Please count how many lines of the data include the word "column". Give only that number in reply.

── Material shown ──

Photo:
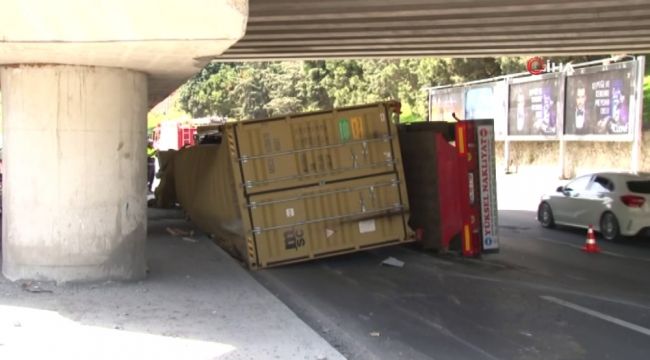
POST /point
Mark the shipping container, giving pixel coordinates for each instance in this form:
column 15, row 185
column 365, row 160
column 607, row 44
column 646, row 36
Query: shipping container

───

▶ _Problem solution_
4